What to do: Copy the material below word for word, line by line, leaving out the pictures.

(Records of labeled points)
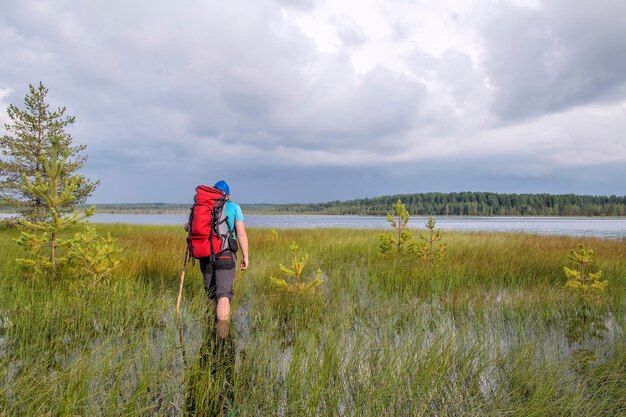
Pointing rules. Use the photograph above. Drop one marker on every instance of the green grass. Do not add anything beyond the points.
(489, 330)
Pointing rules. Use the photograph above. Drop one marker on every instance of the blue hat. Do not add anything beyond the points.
(222, 186)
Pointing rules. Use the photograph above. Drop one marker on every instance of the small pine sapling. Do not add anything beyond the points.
(272, 235)
(398, 241)
(585, 283)
(431, 246)
(295, 282)
(93, 256)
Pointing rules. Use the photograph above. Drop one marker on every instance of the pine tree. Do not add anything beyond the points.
(397, 241)
(54, 188)
(589, 285)
(30, 135)
(430, 246)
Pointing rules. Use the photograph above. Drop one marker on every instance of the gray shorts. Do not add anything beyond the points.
(219, 276)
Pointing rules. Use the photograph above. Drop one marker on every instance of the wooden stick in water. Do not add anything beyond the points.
(182, 279)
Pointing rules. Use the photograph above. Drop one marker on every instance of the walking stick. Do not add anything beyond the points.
(182, 279)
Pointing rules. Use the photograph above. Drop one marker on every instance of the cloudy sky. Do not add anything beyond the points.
(316, 100)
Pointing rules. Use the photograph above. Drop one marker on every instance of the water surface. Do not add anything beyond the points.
(614, 228)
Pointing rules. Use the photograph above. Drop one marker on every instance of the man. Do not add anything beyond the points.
(219, 276)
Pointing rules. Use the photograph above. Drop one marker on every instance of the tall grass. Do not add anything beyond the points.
(485, 331)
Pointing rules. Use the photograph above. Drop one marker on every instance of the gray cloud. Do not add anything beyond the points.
(563, 54)
(166, 97)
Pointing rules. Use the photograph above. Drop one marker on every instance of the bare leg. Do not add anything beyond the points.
(223, 315)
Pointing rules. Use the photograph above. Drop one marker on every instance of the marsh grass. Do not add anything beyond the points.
(484, 331)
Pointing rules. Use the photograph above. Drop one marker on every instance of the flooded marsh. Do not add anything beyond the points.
(487, 330)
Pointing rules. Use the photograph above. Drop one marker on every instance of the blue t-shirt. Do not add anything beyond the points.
(234, 214)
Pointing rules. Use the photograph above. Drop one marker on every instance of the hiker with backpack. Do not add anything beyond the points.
(216, 231)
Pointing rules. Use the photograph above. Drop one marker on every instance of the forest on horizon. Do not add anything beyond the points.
(435, 203)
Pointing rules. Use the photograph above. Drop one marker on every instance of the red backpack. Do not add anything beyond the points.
(209, 232)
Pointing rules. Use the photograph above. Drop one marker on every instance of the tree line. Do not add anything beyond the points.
(470, 204)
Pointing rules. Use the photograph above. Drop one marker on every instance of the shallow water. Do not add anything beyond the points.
(613, 228)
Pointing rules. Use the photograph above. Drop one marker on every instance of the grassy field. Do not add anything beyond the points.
(488, 330)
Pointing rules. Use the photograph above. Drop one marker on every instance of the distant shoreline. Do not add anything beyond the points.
(482, 204)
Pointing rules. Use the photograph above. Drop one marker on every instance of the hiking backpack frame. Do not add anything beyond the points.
(209, 230)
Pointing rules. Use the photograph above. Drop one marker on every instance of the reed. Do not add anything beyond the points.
(486, 330)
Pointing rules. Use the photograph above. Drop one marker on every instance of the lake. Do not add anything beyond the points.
(613, 228)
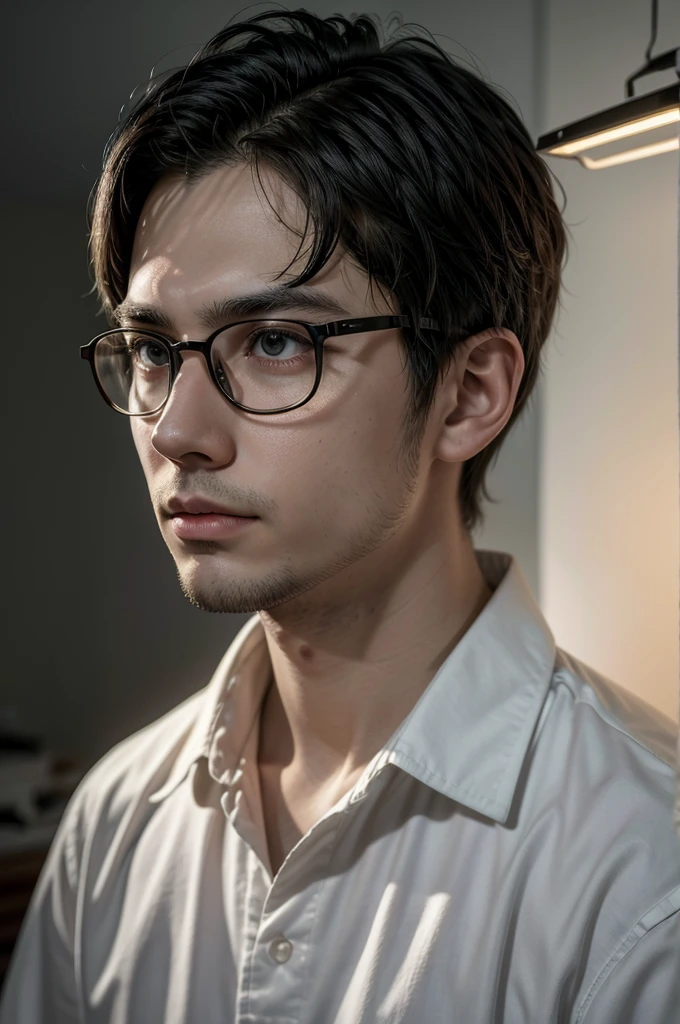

Solution:
Pointing rules. Use the photograph above. Drop one marker on every instance of the green grass. Do not add anything beyond the points.
(489, 330)
Pointing rules. Use the photograph above. Drop one marker on every instance of the blue hat. Do not add anything beyond the points.
(222, 186)
Pointing rules. Use the photograph above. Drop one marker on every instance of the small pine sapling. Do not add anything beyond the points.
(272, 235)
(398, 241)
(585, 283)
(431, 246)
(295, 282)
(93, 256)
Pointing rules. Use the photograph above. Drop one marker on every instance of the pine tree. Do not add anything beyond the points.
(397, 241)
(54, 188)
(589, 285)
(30, 135)
(430, 246)
Pointing rules. Use the photograph above. Drop one marker on every instance of the gray shorts. Do not add anything beyond the points.
(219, 276)
Pointing rules. Use the photograph above. Drop one marker on every instance of the wooden stick in water. Do not add anything beyond the points.
(182, 279)
Pointing rules. Use the photograph above. Drop one marker on every instance of the walking stick. Do not add anything beyond the points.
(182, 279)
Pointing rules. Use the photograph above. Drop one marker on every instance of the cloudy sky. Do not add anything beyond the points.
(316, 100)
Pointing rules. Use the photograph above. Drop one marker on every instance of the water surface. Do not add anything beyond the points.
(614, 228)
Pointing rules. Use the photograph above. Drop one marker on every instance of the man. Do not add anything beyond the points.
(219, 276)
Pointing rules. Use the photograph above. Drop one marker on every instance of the tall grass. Do not add anything beyond the points.
(485, 331)
Pointing rules. Use the photograph above. Drop one marker on every instance of the gray cloud. Do not add anything beyond the points.
(563, 54)
(166, 97)
Pointing rules. Use the photograph above. Drop one marker on every instance of the bare leg. Do not add anything beyond the points.
(223, 315)
Pointing rules. Use the photograph above. Drop one marker on every instance of the marsh grass. Do not add anything beyond the points.
(484, 331)
Pointing rules. Use the photograph above. Drop one marker on every instance of the flooded marsh. Do not add anything beyond the points.
(487, 330)
Pointing rules. Use the photograph above. Drop one marker on every instance of the blue t-shirt. Do not add anything beyond the points.
(234, 214)
Pointing rules. Use the photograph above. Drop one marker on every instance of the hiker with backpack. Do not add anything beyond the points.
(216, 231)
Pointing rules. Use the photograph above. Drop one marker on every instance of the forest on horizon. Do not add anything beyond the points.
(435, 203)
Pointing rules. Use the photograph above. Drop one marker on every instance of the red backpack. Do not add anything beyond the points.
(209, 232)
Pointing rules. Use the photograph above. Drop one marker on every instance of the tree line. Do not add anything beyond the points.
(470, 204)
Pointing rules. Use the photograph above. Drop one marker on every instance of the shallow water. Do not add anything beyond the points.
(613, 228)
Pointing rules. Use the photograph above. Drop one marker on every instance of the grassy field. Do not add anything beyond the points.
(488, 330)
Pointing rules. Use the photograph above. Drop one marker on every instance of the distant shoreline. Do not add anything beyond the points.
(482, 204)
Pointing rules. Use the photograph above. Drop one marker on every instance of the hiking backpack frame. Do not add anything beyond the points.
(209, 230)
Pointing rules. Use the photograph above. Drop one marker on every instance of the reed. Do not add anything beyond the points.
(486, 330)
Pointing rules. Use the photograph above. Drop one marker on every instance of the lake. Do not add anything beyond the points.
(613, 228)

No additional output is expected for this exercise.